**EXTRAIT DE PAGE**
:::

ANKARA: L'administration du président américain Joe Biden a demandé au Congrès de donner son « feu vert » à un projet de vente de missiles et de modernisation d'équipements à la Turquie, a rapporté cette semaine le Wall Street Journal.
L'accord, d'une valeur d'environ 300 millions de dollars (288 millions d’euros), devrait renforcer les liens de défense entre les alliés de l'OTAN.
Cependant, l'accord proposé ne fait pas partie de celui de 6 milliards de dollars que la Turquie cherche à obtenir depuis l'année dernière pour acheter 40 jets F-16 de Lockheed Martin et 80 kits pour améliorer sa flotte existante.
Le processus de notification informel de l'administration américaine permet aux membres du Congrès d'examiner la transaction et de donner leur avis avant que l'accord ne soit finalisé.
L'achat et le déploiement par la Turquie de systèmes de missiles de défense S-400 de fabrication russe en 2017 ont entraîné le retrait du pays du programme américain d'avions de combat F-35 en 2019, par crainte que le système radar russe n'espionne l'avion.

:::

**DONNÉES D'ENTRÉE**

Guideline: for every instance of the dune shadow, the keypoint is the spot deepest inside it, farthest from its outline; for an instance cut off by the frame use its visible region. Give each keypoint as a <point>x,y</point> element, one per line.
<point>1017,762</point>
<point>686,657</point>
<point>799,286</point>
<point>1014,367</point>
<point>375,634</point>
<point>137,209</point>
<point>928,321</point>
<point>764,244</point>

:::

**EXERCICES À TRAITER**
**A)** Renvoyez l'extrait sur la vente de missiles à la Turquie en entier, sans y changer un seul mot.
**B)** Réécrivez toutes les lignes de la liste sous forme d'énumération numérotée, sans les lignes vides.
La liste n'a aucun rapport avec l'extrait.

**RÉPONSES PAR EXERCICE**
**A)**
ANKARA: L'administration du président américain Joe Biden a demandé au Congrès de donner son « feu vert » à un projet de vente de missiles et de modernisation d'équipements à la Turquie, a rapporté cette semaine le Wall Street Journal.
L'accord, d'une valeur d'environ 300 millions de dollars (288 millions d’euros), devrait renforcer les liens de défense entre les alliés de l'OTAN.
Cependant, l'accord proposé ne fait pas partie de celui de 6 milliards de dollars que la Turquie cherche à obtenir depuis l'année dernière pour acheter 40 jets F-16 de Lockheed Martin et 80 kits pour améliorer sa flotte existante.
Le processus de notification informel de l'administration américaine permet aux membres du Congrès d'examiner la transaction et de donner leur avis avant que l'accord ne soit finalisé.
L'achat et le déploiement par la Turquie de systèmes de missiles de défense S-400 de fabrication russe en 2017 ont entraîné le retrait du pays du programme américain d'avions de combat F-35 en 2019, par crainte que le système radar russe n'espionne l'avion.

**B)**
1. Guideline: for every instance of the dune shadow, the keypoint is the spot deepest inside it, farthest from its outline; for an instance cut off by the frame use its visible region. Give each keypoint as a <point>x,y</point> element, one per line.
2. <point>1017,762</point>
3. <point>686,657</point>
4. <point>799,286</point>
5. <point>1014,367</point>
6. <point>375,634</point>
7. <point>137,209</point>
8. <point>928,321</point>
9. <point>764,244</point>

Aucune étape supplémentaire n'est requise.